▸ Short exercise
Rewrite all the records below as a numbered list, omitting any blank lines.

[Stored dataset items]
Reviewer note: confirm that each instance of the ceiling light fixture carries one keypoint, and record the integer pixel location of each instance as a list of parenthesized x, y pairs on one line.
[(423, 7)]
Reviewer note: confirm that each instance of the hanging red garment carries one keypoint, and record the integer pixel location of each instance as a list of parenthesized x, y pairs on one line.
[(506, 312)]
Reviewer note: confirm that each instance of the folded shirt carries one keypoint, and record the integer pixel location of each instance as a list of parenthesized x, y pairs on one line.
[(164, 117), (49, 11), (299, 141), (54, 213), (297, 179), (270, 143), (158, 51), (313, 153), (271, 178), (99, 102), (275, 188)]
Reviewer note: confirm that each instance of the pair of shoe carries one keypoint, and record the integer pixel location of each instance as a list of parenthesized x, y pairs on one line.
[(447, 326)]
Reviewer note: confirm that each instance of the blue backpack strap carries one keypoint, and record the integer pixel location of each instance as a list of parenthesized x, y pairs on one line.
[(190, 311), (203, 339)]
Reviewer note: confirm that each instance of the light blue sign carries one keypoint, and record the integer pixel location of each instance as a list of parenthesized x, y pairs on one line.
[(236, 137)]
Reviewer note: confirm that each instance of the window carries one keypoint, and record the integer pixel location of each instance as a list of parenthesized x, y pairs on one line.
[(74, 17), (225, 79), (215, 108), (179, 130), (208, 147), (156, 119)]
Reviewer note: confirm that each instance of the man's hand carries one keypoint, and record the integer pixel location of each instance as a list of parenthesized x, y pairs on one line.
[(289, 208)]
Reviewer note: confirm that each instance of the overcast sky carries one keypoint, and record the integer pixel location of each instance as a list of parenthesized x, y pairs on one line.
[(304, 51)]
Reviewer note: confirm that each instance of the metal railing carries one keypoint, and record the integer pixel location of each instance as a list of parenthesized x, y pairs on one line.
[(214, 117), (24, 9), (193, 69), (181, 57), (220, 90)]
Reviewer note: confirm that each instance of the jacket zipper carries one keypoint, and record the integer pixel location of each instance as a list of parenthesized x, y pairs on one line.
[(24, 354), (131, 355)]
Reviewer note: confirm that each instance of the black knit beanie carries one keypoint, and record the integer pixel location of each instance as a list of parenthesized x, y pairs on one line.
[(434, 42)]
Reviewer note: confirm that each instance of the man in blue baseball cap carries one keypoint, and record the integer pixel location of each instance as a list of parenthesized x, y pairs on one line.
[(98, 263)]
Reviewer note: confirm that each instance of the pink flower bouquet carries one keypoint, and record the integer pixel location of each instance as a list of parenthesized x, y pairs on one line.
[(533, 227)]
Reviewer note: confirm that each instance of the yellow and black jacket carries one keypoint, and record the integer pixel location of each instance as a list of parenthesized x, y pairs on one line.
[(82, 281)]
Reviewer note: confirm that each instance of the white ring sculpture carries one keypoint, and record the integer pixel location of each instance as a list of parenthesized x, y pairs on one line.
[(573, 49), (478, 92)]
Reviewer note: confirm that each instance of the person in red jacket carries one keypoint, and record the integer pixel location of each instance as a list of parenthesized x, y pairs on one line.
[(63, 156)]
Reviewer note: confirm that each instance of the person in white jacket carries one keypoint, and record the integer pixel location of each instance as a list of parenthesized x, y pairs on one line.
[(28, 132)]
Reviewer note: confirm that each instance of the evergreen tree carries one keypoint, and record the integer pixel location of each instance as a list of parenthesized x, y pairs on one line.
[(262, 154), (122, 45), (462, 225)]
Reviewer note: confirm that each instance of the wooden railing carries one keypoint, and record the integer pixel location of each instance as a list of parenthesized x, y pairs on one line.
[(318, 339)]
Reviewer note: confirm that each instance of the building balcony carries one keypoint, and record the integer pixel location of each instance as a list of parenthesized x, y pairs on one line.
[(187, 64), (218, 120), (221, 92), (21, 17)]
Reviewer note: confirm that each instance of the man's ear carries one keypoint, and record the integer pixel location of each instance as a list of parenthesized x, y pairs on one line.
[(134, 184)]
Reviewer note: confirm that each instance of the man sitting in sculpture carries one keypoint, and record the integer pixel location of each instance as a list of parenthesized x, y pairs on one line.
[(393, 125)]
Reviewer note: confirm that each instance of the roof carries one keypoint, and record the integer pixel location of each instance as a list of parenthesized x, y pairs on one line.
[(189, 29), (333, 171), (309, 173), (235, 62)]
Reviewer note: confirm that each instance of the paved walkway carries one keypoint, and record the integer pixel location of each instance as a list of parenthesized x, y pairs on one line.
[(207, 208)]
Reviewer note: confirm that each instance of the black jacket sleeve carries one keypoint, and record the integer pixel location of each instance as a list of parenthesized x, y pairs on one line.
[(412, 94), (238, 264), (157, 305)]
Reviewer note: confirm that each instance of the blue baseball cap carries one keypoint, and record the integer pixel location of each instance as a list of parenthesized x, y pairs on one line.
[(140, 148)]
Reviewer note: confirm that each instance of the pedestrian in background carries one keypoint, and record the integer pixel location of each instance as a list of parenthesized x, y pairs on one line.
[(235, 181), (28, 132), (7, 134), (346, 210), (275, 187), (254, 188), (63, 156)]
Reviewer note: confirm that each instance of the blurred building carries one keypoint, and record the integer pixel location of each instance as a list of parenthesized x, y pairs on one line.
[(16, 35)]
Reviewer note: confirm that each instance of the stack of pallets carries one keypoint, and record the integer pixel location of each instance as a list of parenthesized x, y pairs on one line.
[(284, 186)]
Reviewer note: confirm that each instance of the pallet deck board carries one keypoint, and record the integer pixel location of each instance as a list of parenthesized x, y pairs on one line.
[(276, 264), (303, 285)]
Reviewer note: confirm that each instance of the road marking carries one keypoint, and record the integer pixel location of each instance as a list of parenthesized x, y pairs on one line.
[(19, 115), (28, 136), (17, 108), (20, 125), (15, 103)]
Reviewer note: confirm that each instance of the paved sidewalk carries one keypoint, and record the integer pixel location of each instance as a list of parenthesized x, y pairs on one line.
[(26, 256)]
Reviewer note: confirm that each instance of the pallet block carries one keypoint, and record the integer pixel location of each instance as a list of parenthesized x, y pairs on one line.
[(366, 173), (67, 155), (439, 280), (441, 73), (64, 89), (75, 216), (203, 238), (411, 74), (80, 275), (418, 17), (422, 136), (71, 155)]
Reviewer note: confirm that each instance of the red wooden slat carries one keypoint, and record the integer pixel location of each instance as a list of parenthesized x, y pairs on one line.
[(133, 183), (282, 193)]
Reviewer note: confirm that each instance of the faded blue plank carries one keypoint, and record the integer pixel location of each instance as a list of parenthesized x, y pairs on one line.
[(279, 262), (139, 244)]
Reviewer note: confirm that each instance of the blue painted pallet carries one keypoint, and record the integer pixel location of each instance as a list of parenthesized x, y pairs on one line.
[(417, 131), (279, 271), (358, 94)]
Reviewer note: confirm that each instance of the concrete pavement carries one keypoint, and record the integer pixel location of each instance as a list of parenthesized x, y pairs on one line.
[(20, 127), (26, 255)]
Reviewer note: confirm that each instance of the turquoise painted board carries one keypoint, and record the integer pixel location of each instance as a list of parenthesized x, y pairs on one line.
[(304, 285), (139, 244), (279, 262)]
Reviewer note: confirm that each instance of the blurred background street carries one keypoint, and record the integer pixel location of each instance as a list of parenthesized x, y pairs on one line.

▸ Answer to this exercise
1. Reviewer note: confirm that each instance of the ceiling light fixture carries one keypoint, and record the integer pixel location of each instance as a list of parenthesized x, y pairs on one line.
2. [(423, 7)]
3. Reviewer note: confirm that each instance of the hanging red garment carries one keypoint, and record the integer pixel location of each instance as a list of parenthesized x, y pairs on one line.
4. [(506, 312)]
5. Reviewer note: confirm that each instance of the folded shirt carries one keypoint, and record the integer pixel location of each instance as a list of parenthesized x, y pairs on one line.
6. [(164, 117), (49, 11), (299, 141), (54, 213), (297, 179), (270, 143), (158, 51), (313, 153), (271, 178), (99, 102), (275, 188)]
7. Reviewer note: confirm that each instance of the pair of shoe carries one keypoint, and record the integer pixel location of each instance as a list of parenthesized x, y pairs on one line.
8. [(447, 326)]
9. Reviewer note: confirm that each instance of the blue backpack strap carries one keypoint, and record the integer pixel location of each instance as a list of parenthesized x, y pairs on one line.
10. [(190, 311), (203, 339)]
11. Reviewer note: confirm that each instance of the light blue sign carries one keypoint, and record the integer pixel location of each instance as a list of parenthesized x, y pairs on one line.
12. [(236, 137)]
13. Reviewer note: confirm that each instance of the window carries one keypoint, and record the integer pixel location of each instance as a list of parenthesized x, y pairs on one line.
14. [(74, 17), (225, 79), (215, 108), (179, 130), (208, 147), (156, 119)]
15. Reviewer note: confirm that each instance of the man's hand carries one keypoint, and record the integer pixel location of each instance as a list of parenthesized x, y pairs on one line.
16. [(289, 208)]
17. Reviewer note: confirm that each instance of the overcast sky carries one keypoint, and record the integer pixel location of each instance as a list of parenthesized x, y pairs on one line.
18. [(304, 51)]
19. Reviewer note: confirm that each instance of the metal railing carries one keypoint, and record the integer pixel location of each instance as a list of parenthesized x, y pairs on one line.
20. [(214, 117), (24, 9), (193, 69), (181, 57), (220, 90)]
21. Reviewer note: confirm that each instance of the jacket zipper carries one keypoint, and record the integer pixel location of each instance as a list of parenthesized x, y pairs on one line.
22. [(24, 354), (131, 355)]
23. Reviewer note: confirm that each instance of the black knit beanie carries one keypoint, and record the integer pixel location of each instance as a list of parenthesized x, y pairs on one line.
24. [(434, 42)]
25. Reviewer note: confirm that each instance of the man in blue baseball cap carries one keypoint, and record the integer pixel location of each instance as a list of parenthesized x, y pairs on one line.
26. [(98, 263)]
27. Reviewer note: confirm that each instance of the pink flower bouquet carries one keypoint, and record the integer pixel location of each instance as a list of parenthesized x, y pairs on one line.
28. [(533, 227)]
29. Reviewer note: confirm that each instance of the yellow and black jacket carries one keypoint, and record the integer pixel location of each instance as a list of parenthesized x, y pairs on one line.
30. [(82, 281)]
31. Reviewer note: confirm that each instance of the white ring sculpture carries one keypoint, and record the integer pixel location of each instance as a list of parenthesized x, y pairs on one line.
32. [(573, 49), (478, 92)]
33. Reviewer note: confirm that each instance of the person in red jacket carries one keypoint, and record the integer pixel location of each instance as a list of parenthesized x, y pairs on one line.
34. [(63, 156)]
35. Reviewer note: confirm that each instance of the person in white jacket carries one keypoint, and record the integer pixel location of each instance as a list of parenthesized x, y pairs on one line.
36. [(28, 132)]
37. Reviewer note: confirm that each instance of the evergreen tree carries one keypoint, and record the integer pixel location of each instance as a list of parenthesized x, y pairs on one line.
38. [(262, 154), (122, 45), (462, 225)]
39. Reviewer note: confirm that each instance of the wooden railing carries one keypoint, and record the integer pixel location of each instance as a list of parenthesized x, y pairs on one line.
40. [(318, 339)]
41. Reviewer note: confirm that each instance of the building balcony carries one keypoint, and record the integer pixel location of each instance as a list of parenthesized x, y pairs on one line.
42. [(187, 64), (218, 120), (221, 92), (21, 17)]
43. Reviewer note: confirm that each instance of the man's ear carries one keypoint, and record the integer pixel location of each instance as a list of parenthesized x, y pairs on one line.
44. [(134, 184)]
45. Reviewer note: confirm that each instance of the man sitting in sculpture carries one keypoint, and record the integer pixel location of each instance as a list of parenthesized x, y pairs on one line.
46. [(393, 125)]
47. Reviewer note: confirm that each instance of the roof carries one keypoint, and record the integer pixel location of each instance as a list of parenthesized x, y pairs on one line.
48. [(189, 29), (333, 171), (309, 173), (235, 62)]
49. Reviewer note: confirm that each instance of the paved walkway carries one keypoint, and record the integer pixel location of each instance as a list of parenthesized x, y pairs on one line.
50. [(207, 208)]
51. Reviewer note: confirm that each instance of the black jacket sleeve carries one keypoint, and record the integer pixel location of each instance as a list of parenthesized x, y pairs on one line.
52. [(412, 94), (238, 264), (157, 305)]
53. Reviewer note: confirm that each instance of the blue baseball cap carries one keypoint, and record the integer pixel location of each instance as a list of parenthesized x, y pairs on one line.
54. [(140, 148)]
55. Reviewer note: confirm that each instance of the pedestrian in background carries one keypoint, and record the integer pixel location of each instance as a list of parenthesized x, y pairs on one line.
56. [(235, 181), (28, 132), (7, 134), (346, 210), (275, 187), (254, 188), (63, 156)]
57. Reviewer note: confirm that each instance of the blurred building carries one keypoint, and record the integer pixel location of each instance as a list of parenthesized x, y pairs on one line.
58. [(16, 35)]
59. Reviewer note: confirm that each instance of the stack of pallets carries one keypoint, and record the integer pixel location of each instance as a list of parenthesized x, y pairs on one line.
60. [(284, 186)]
61. Reviewer note: confirm that each instance of the pallet deck board carries one keypoint, and record the integer pixel location of each instance as a list of parenthesized x, y pairs on one line.
62. [(276, 264), (303, 285)]
63. Reviewer note: confirm that each instance of the road marking carries one keypoint, and record the integer pixel location of each instance as a list of parenthesized x, y pairs on one line.
64. [(19, 115), (28, 136), (17, 108), (20, 125), (15, 103)]
65. Reviewer note: confirm that each instance of the paved sidewalk carries one keypoint, and record the integer pixel location of each instance as a list of parenthesized x, y pairs on one line.
66. [(26, 256)]
67. Reviewer note: confirm that each instance of the pallet block carries one keypoint, and record the integer pixel location of each instance as a list of parenthesized x, y pairs on one line.
68. [(366, 173), (67, 155), (439, 280), (441, 73), (64, 89), (75, 216), (203, 238), (411, 74), (80, 275), (418, 17), (422, 136), (71, 155)]
69. Reviewer note: confirm that each instance of the red wooden slat carries one keypoint, and record the integer pixel location of each instance as a list of parenthesized x, y pairs on one line.
70. [(133, 183), (282, 193)]
71. Reviewer note: confirm that each instance of the faded blue plank carries one keypoint, and record the integer pixel location of each instance as a list of parenthesized x, y pairs on one line.
72. [(279, 262), (139, 244)]
73. Reviewer note: confirm that each instance of the blue painted pallet carries one keypoint, and record the integer pixel location of each instance as a list of parenthesized x, y pairs on one line.
74. [(417, 131), (279, 271), (358, 94)]
75. Reviewer note: confirm that each instance of the concrete pavement carries one keypoint, and record the integer pixel location of each instance as a list of parenthesized x, y pairs on one line.
76. [(20, 127), (26, 255)]
77. Reviewer note: confirm that each instance of the turquoise painted board carries one keypoint, and record the integer pixel location of each instance as a list of parenthesized x, y pairs on one line.
78. [(304, 285), (139, 244), (279, 262)]
79. Reviewer note: confirm that each instance of the blurred background street carries one keypoint, and record the integer pixel location of each instance as a list of parenthesized x, y pairs on one line.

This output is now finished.